Image region labeling records:
•••
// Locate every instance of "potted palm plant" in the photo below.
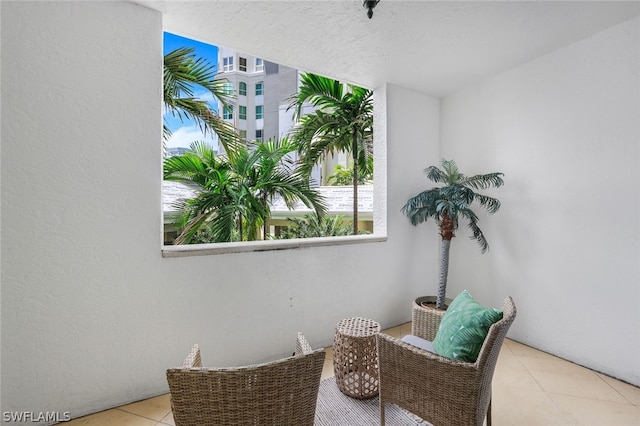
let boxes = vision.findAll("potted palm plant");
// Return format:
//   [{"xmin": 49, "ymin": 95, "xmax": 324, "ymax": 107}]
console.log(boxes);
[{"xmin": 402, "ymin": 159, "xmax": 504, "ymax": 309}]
•••
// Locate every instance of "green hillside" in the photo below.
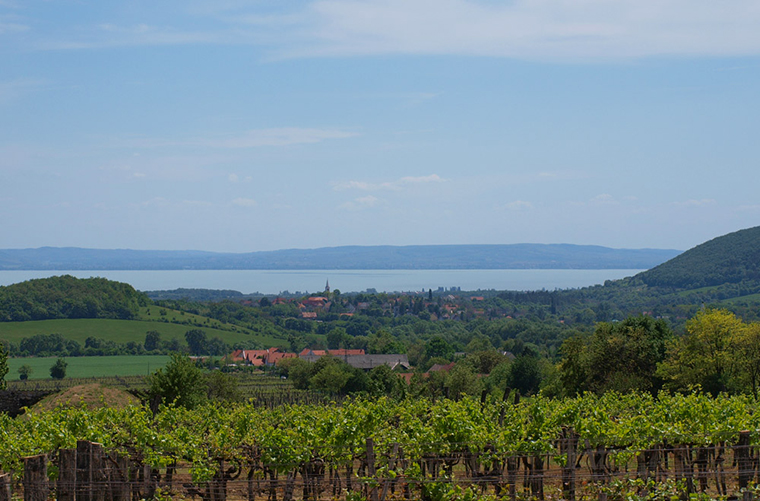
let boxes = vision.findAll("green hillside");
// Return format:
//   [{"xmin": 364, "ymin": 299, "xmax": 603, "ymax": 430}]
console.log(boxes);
•••
▶ **Given request**
Extract every line of the records above that contains the string "vision", treating uppercase and lowercase as different.

▶ **Expected answer**
let boxes = vision.findAll("potted palm plant");
let boxes = vision.findAll("green hillside");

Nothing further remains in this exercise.